◆ WHAT NEEDS TO BE DONE:
Would you copy only the lines below, from the one containing "railing</item>, I would be grateful." through the very last one, leaving the pictures out?

Contour labeling entries:
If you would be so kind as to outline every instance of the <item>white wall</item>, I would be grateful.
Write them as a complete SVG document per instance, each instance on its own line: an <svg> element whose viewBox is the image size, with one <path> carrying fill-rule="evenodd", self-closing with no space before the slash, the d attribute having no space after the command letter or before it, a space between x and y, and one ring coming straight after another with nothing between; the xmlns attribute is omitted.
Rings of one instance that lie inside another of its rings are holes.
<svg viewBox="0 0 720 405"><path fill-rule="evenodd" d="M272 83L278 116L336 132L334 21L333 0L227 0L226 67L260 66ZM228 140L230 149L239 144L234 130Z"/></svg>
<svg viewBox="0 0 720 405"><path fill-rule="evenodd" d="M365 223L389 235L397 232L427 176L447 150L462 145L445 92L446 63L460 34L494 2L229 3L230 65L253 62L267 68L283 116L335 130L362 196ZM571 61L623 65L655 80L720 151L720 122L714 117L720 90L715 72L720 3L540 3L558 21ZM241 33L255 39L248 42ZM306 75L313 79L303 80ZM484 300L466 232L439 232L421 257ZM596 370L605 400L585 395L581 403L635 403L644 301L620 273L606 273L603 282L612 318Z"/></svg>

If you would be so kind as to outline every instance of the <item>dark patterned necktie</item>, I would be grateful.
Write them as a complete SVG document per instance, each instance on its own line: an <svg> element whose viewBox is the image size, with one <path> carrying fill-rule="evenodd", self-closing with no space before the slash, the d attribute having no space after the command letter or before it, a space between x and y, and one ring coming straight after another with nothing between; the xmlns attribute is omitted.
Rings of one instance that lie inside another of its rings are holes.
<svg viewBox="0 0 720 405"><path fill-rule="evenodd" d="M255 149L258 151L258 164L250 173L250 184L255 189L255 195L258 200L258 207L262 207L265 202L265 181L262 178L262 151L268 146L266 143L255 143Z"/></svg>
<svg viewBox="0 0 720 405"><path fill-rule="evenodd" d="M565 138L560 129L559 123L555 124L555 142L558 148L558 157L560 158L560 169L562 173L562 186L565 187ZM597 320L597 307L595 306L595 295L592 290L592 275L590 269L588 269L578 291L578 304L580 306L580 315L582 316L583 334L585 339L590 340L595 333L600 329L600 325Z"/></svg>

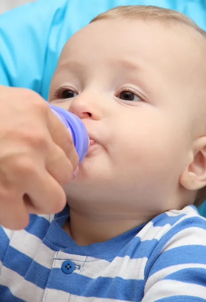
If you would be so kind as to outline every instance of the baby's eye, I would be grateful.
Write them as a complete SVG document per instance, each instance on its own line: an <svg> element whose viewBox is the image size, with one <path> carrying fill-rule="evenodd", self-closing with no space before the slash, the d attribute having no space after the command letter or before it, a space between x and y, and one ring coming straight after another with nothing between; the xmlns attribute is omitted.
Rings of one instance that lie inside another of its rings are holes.
<svg viewBox="0 0 206 302"><path fill-rule="evenodd" d="M65 89L62 91L60 94L60 97L61 99L70 99L71 98L74 98L76 97L77 94L76 92L72 91L70 89Z"/></svg>
<svg viewBox="0 0 206 302"><path fill-rule="evenodd" d="M122 91L117 97L124 101L134 101L137 102L142 100L140 97L128 90Z"/></svg>

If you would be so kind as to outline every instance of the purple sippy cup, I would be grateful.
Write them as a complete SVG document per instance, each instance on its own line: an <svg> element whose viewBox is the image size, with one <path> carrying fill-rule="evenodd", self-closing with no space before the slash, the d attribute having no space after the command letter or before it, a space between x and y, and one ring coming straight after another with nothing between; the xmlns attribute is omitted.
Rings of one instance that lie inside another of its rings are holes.
<svg viewBox="0 0 206 302"><path fill-rule="evenodd" d="M52 111L70 131L79 157L79 163L86 156L89 138L86 128L79 118L61 107L49 104Z"/></svg>

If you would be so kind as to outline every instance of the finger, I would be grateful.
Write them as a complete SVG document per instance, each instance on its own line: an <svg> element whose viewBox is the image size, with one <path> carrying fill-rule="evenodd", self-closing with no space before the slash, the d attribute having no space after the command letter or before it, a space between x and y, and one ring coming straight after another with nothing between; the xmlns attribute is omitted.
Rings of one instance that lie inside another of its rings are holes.
<svg viewBox="0 0 206 302"><path fill-rule="evenodd" d="M66 156L69 159L74 170L78 166L79 159L71 135L68 129L51 110L48 114L48 123L49 130L53 141L65 152Z"/></svg>
<svg viewBox="0 0 206 302"><path fill-rule="evenodd" d="M15 195L4 198L1 203L0 224L5 228L18 230L27 226L29 215L21 195Z"/></svg>
<svg viewBox="0 0 206 302"><path fill-rule="evenodd" d="M74 171L71 161L64 152L53 142L46 159L45 168L52 176L61 186L68 183L72 179Z"/></svg>
<svg viewBox="0 0 206 302"><path fill-rule="evenodd" d="M25 193L30 202L26 202L30 213L54 214L61 211L66 205L66 198L62 187L45 169L38 169L25 180Z"/></svg>

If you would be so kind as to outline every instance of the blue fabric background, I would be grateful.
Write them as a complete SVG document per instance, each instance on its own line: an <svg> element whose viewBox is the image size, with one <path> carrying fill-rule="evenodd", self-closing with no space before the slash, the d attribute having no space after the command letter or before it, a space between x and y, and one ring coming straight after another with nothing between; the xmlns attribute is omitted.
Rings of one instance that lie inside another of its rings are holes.
<svg viewBox="0 0 206 302"><path fill-rule="evenodd" d="M28 88L47 99L69 37L104 11L137 4L176 10L206 30L205 0L39 0L0 16L0 84ZM199 210L206 217L205 202Z"/></svg>

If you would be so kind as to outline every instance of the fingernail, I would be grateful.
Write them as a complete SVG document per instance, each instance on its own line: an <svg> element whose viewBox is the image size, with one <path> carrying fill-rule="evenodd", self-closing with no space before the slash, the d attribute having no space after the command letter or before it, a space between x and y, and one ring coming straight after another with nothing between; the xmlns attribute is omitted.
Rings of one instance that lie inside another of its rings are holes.
<svg viewBox="0 0 206 302"><path fill-rule="evenodd" d="M72 177L71 179L74 179L74 178L76 177L78 173L79 173L79 167L77 167L77 168L76 169L76 170L75 170L73 172Z"/></svg>

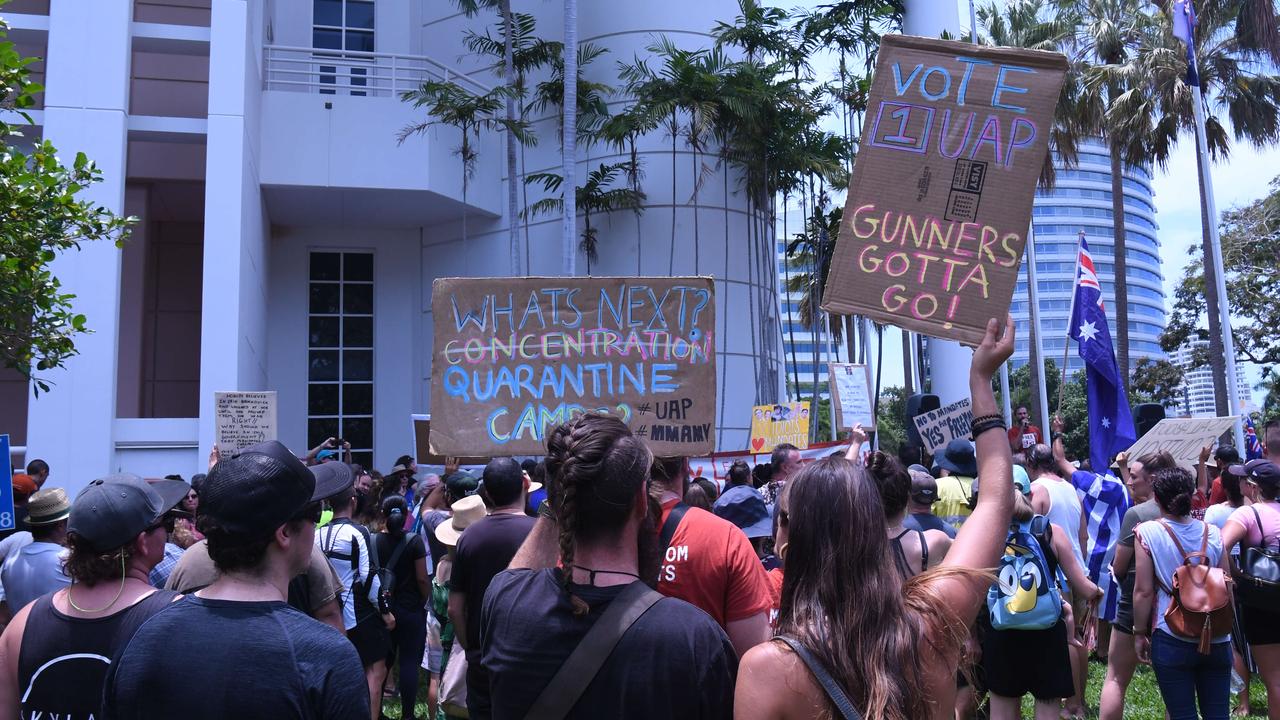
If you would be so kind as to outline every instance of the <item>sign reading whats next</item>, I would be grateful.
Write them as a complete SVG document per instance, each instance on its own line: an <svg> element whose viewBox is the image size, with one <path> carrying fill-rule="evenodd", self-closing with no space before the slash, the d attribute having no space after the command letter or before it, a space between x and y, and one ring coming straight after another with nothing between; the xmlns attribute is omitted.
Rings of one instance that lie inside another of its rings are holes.
<svg viewBox="0 0 1280 720"><path fill-rule="evenodd" d="M1066 72L884 36L823 310L977 345L1009 311Z"/></svg>
<svg viewBox="0 0 1280 720"><path fill-rule="evenodd" d="M541 455L582 413L655 455L716 445L712 278L442 278L431 288L431 450Z"/></svg>

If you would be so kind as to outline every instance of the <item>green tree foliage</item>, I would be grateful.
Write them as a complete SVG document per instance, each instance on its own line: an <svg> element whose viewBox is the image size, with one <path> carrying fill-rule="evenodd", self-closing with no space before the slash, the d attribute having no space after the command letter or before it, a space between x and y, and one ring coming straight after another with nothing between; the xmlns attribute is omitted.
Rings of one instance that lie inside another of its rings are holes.
<svg viewBox="0 0 1280 720"><path fill-rule="evenodd" d="M1258 365L1280 364L1280 178L1271 192L1222 215L1222 265L1231 307L1235 351ZM1174 307L1160 345L1166 352L1193 338L1208 338L1204 328L1204 265L1193 261L1174 291ZM1196 363L1208 363L1208 352Z"/></svg>
<svg viewBox="0 0 1280 720"><path fill-rule="evenodd" d="M44 88L31 82L32 58L18 54L0 22L0 111L24 111ZM131 218L79 200L83 190L101 181L101 172L83 152L70 167L58 159L49 141L23 150L20 126L0 114L0 363L35 382L33 372L60 368L76 355L76 336L90 331L90 320L73 307L51 264L82 242L123 243ZM12 115L10 115L12 117Z"/></svg>
<svg viewBox="0 0 1280 720"><path fill-rule="evenodd" d="M1181 400L1183 369L1169 360L1143 357L1133 368L1129 380L1129 402L1156 402L1172 407Z"/></svg>

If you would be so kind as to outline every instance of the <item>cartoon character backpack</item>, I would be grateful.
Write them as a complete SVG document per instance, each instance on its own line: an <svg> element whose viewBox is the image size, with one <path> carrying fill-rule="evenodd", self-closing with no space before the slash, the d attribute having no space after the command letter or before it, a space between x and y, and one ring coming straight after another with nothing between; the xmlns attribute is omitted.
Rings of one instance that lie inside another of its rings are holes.
<svg viewBox="0 0 1280 720"><path fill-rule="evenodd" d="M1009 527L996 582L987 591L992 628L1043 630L1057 624L1062 596L1057 588L1057 559L1052 556L1050 532L1043 515ZM1046 546L1051 548L1048 553Z"/></svg>

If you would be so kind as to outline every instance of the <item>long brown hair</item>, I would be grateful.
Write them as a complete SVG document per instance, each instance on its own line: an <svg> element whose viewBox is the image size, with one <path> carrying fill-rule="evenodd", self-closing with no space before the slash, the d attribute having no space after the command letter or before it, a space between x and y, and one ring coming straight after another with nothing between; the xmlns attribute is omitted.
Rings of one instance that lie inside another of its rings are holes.
<svg viewBox="0 0 1280 720"><path fill-rule="evenodd" d="M649 479L650 462L652 455L644 442L622 420L608 415L581 415L547 437L548 495L559 527L561 584L575 615L590 610L568 589L575 544L617 537L631 514L636 493ZM649 525L652 519L653 512ZM654 536L652 527L644 527L637 538L641 578L657 578L658 574L652 550L657 538L650 536Z"/></svg>
<svg viewBox="0 0 1280 720"><path fill-rule="evenodd" d="M922 657L956 652L965 637L964 624L931 594L929 579L940 571L904 587L879 492L863 468L842 457L818 460L791 479L787 493L778 633L817 655L868 720L931 716ZM946 630L946 647L925 637L925 614Z"/></svg>

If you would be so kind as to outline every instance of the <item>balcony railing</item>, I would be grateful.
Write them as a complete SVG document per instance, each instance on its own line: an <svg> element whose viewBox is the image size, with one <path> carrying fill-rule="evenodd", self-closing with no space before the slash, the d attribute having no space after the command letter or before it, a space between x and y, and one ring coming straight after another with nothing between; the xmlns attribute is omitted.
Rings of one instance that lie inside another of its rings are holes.
<svg viewBox="0 0 1280 720"><path fill-rule="evenodd" d="M421 55L320 50L316 47L265 46L264 88L398 97L426 81L456 82L463 88L485 94L490 86L448 65Z"/></svg>

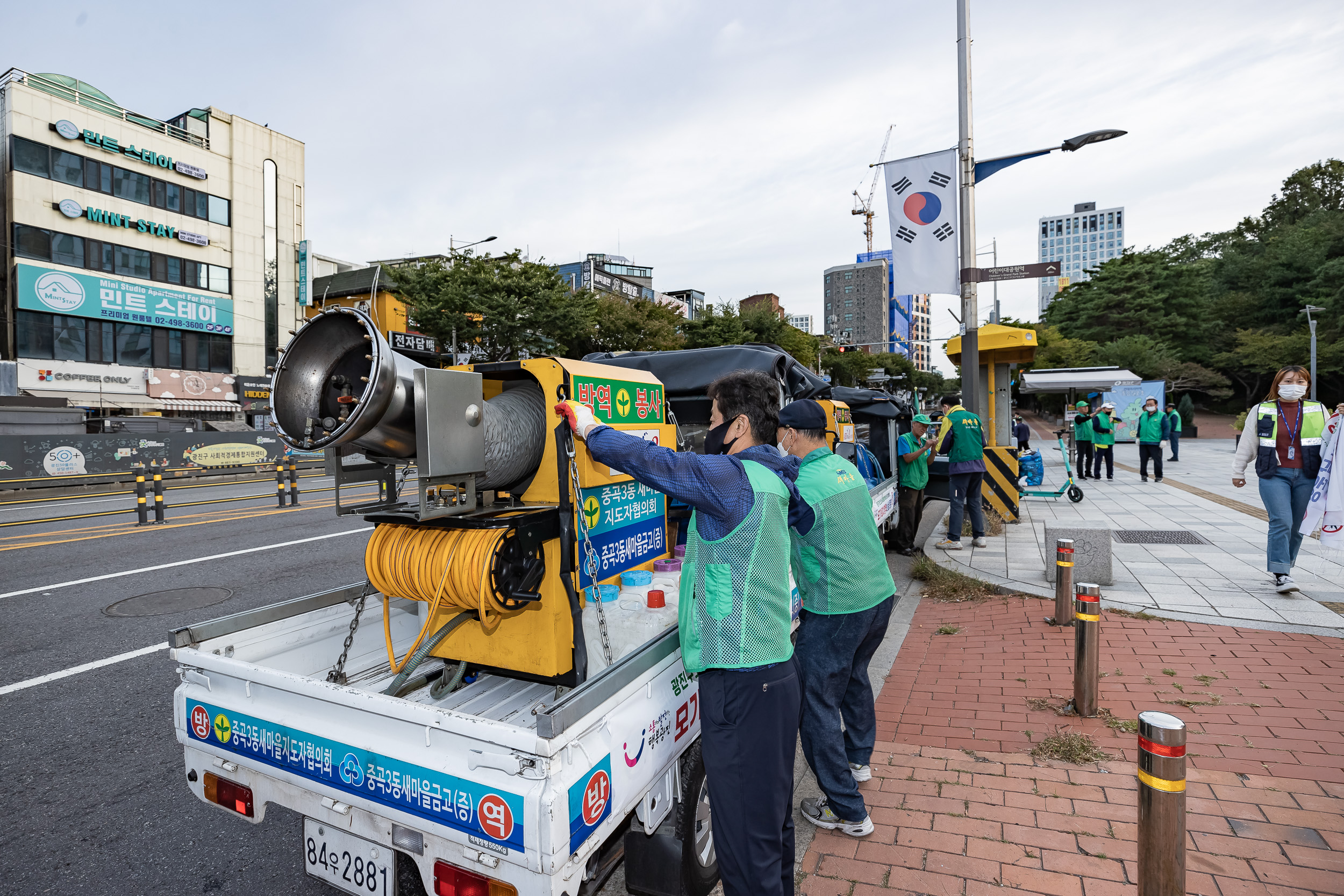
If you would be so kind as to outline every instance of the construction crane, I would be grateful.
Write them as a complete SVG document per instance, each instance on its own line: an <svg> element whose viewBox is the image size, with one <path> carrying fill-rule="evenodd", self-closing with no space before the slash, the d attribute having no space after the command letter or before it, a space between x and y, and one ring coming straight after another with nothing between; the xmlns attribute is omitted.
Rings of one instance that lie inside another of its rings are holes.
<svg viewBox="0 0 1344 896"><path fill-rule="evenodd" d="M870 253L872 253L872 197L878 195L878 179L882 177L882 163L887 157L887 142L891 140L892 128L895 125L887 125L887 136L882 138L882 152L878 153L878 164L872 169L872 185L868 187L867 201L857 189L853 191L853 211L849 212L851 215L863 215L863 235L868 239Z"/></svg>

◆ RESPONSE TO THIS EXERCISE:
If you would be so kind as to outline every instance of the <item>balcony railing</item>, I would be grateful.
Write them as a complete SVG document per instance, each instance on its own line: an <svg> element whose viewBox is the image size, with one <path> carrying fill-rule="evenodd", self-closing with no space before the slash, the d attribute having no space after the command letter or before it, a space between x and y, and one ring coming straight after another with nothing between; the xmlns attribute is omitted.
Rings of one instance that lie inside another of its rings are holes.
<svg viewBox="0 0 1280 720"><path fill-rule="evenodd" d="M421 55L320 50L316 47L265 46L264 88L398 97L426 81L456 82L463 88L485 94L490 86L448 65Z"/></svg>

If you would be so kind as to outline every instance of the construction crane, I would be grateful.
Write them as a complete SVG document per instance, each instance on its own line: an <svg> element whose viewBox is the image size, with one <path> carrying fill-rule="evenodd", self-closing with no space before the slash, the d attribute having no space after the command letter or before it, a space between x and y, and one ring coming straight after another with nothing between; the xmlns attribute is omitted.
Rings of one instance that lie inside another of its rings are holes.
<svg viewBox="0 0 1344 896"><path fill-rule="evenodd" d="M870 253L872 253L872 197L878 195L878 179L882 177L882 163L887 157L887 142L891 140L892 128L895 125L887 125L887 136L882 138L882 152L878 153L878 164L872 169L872 185L868 187L867 201L857 189L853 191L853 211L849 212L851 215L863 215L863 235L868 239Z"/></svg>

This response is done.